YOUR GOAL | Could you write out the records exactly as they are given?

[Point-per-instance localization data]
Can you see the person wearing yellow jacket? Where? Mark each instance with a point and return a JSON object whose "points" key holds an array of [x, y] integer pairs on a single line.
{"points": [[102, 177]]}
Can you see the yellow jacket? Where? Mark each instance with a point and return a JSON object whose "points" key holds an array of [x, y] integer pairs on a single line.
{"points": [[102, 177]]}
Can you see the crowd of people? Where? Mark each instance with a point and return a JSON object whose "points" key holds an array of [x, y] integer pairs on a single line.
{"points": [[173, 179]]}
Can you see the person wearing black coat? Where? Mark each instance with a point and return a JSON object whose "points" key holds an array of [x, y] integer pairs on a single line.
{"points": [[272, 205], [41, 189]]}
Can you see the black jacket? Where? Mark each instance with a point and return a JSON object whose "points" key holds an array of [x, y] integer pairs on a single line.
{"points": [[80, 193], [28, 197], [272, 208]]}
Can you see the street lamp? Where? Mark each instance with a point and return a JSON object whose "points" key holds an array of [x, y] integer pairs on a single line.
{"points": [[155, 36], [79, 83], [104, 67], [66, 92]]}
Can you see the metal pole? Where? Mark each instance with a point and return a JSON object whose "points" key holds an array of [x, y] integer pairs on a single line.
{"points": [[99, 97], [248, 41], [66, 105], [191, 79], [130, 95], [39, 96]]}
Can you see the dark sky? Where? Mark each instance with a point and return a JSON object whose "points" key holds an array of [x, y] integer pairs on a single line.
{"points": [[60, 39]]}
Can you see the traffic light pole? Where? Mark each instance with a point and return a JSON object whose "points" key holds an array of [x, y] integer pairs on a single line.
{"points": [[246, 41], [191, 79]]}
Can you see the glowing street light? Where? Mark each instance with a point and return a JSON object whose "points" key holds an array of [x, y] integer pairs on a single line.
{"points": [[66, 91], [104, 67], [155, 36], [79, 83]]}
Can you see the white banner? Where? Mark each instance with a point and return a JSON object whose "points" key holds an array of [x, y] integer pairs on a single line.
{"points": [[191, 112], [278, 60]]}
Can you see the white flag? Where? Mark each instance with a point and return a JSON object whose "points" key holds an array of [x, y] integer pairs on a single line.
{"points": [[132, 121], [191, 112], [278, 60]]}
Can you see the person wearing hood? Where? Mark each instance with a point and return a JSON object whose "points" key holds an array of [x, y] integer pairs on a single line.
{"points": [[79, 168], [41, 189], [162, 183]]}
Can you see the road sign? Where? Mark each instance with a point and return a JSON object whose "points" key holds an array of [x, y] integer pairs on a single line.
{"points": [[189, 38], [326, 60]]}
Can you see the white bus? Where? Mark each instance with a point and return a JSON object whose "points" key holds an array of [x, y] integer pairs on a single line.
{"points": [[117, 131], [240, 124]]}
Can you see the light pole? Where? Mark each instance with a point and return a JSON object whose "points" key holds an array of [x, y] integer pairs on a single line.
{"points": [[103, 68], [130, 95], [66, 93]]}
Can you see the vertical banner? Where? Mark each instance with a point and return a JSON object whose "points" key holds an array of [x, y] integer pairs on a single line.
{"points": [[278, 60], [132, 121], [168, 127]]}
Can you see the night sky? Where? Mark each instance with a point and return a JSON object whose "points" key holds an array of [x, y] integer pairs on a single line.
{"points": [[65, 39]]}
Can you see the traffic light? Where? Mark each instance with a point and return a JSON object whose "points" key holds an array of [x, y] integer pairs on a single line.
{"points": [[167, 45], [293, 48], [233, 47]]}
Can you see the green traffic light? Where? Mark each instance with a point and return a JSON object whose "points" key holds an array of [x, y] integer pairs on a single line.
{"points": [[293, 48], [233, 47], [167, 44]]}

RESULT |
Can you see the person wearing yellow jacket? Where? Mark each instance with a point and return a JSON object whose "points" key holds an array of [x, y] integer pairs on a single line.
{"points": [[102, 177]]}
Can you see the yellow jacket? Where? Mark each instance with a point and return a JSON object whose "points" key holds an array of [x, y] integer pairs on a single line.
{"points": [[102, 177]]}
Can you see the crowd of people? Where? Mark each instance with a point and return a JSON object whose "points" key holds an array of [x, y] integer pairs on a single line.
{"points": [[173, 179]]}
Can you see the person wearing black coat? Where? Mark each instance with a point and return a JSON object whose "points" key holds an array of [x, y] integer pairs on a single line.
{"points": [[272, 205], [41, 189]]}
Can you see the black jacket? Where? Mark each instance with a point and return a JSON object whose "points" key holds an array of [x, y] integer pairs on a single line.
{"points": [[80, 193], [28, 197], [272, 208]]}
Can you see the street lamp? Where? Mark each instance with a point and return a JSON object whose "points" key holds an array of [x, y] integer pairs on a single line.
{"points": [[155, 36], [79, 83], [104, 67], [66, 92]]}
Can you see the metal pole? Where? Mark each instance with a point and return a JSON object whose "points" key holds an array of [x, y] integer pairs on a single line.
{"points": [[99, 97], [248, 41], [66, 105], [191, 79], [130, 95], [39, 96]]}
Can you see the dark sky? Where? Mark each instance with a point and return a JSON object whose "points" key holds an array of [x, y] integer pairs on a single line.
{"points": [[60, 39]]}
Can you see the traffic light pole? Where? Mark each instance with a point and return a JSON object whose "points" key holds an array of [x, y] integer pairs on a single line.
{"points": [[246, 41], [191, 79]]}
Can you see the glowing street light? Where? Mark each instance with a point and return a JSON object whose "points" key holds an array of [x, y] integer pairs on a single line.
{"points": [[66, 91], [104, 67], [155, 36], [79, 83]]}
Can you see the white banner? Where? Mark each instance with a point and return a JSON object whose "points" key holds an array of [x, y] integer pairs on a single line.
{"points": [[191, 112], [278, 60]]}
Can you see the white flag? Where? Mark each instance with a point and return a JSON object whose "points" key holds an array of [x, y] integer pairs on a single line.
{"points": [[132, 121], [191, 112], [278, 60]]}
Can you see the person wearing hood? Where? Mark each instance with a point and return a JSON object whose "points" key holds an array of [x, y] integer pairs on a single line.
{"points": [[79, 168], [41, 189], [162, 183]]}
Can you see the road sign? Where? Mark each instance with a point and return a JSON object whose "points" key holds an array of [x, y] integer pairs on a single line.
{"points": [[189, 38], [326, 60]]}
Can you see the white bus? Where? Mark each instance with a point and return a JSON object whose "points" key holds an array of [x, y] integer pairs on a single line.
{"points": [[117, 131], [240, 124]]}
Can you see the light pole? Where? Mark each instance with a point and return a JSON object whose "points" key holds an array of [x, y] integer pairs on a single line.
{"points": [[103, 68], [130, 95], [66, 93]]}
Can you see the vertical banner? Where? Mark each instance with a point and return a JSON object whose "points" key holds an array of [x, y] integer pairs on a single line.
{"points": [[278, 60], [132, 121], [168, 127]]}
Can you see the night sky? Where? Mark each instance with a point and return a JSON object whose "points" key holds an array of [x, y] integer pairs on a single line.
{"points": [[65, 39]]}
Can you see the traffic light? Where? Mark each instance with a point and return a JSON object whose "points" key holds an array of [x, y] integer pairs on a single line.
{"points": [[167, 45], [293, 48], [233, 47]]}
Can you see the green traffic light? Where? Mark each instance with a point and return a JSON object whose "points" key holds an array of [x, y] integer pairs on a single line.
{"points": [[293, 48], [233, 47], [167, 44]]}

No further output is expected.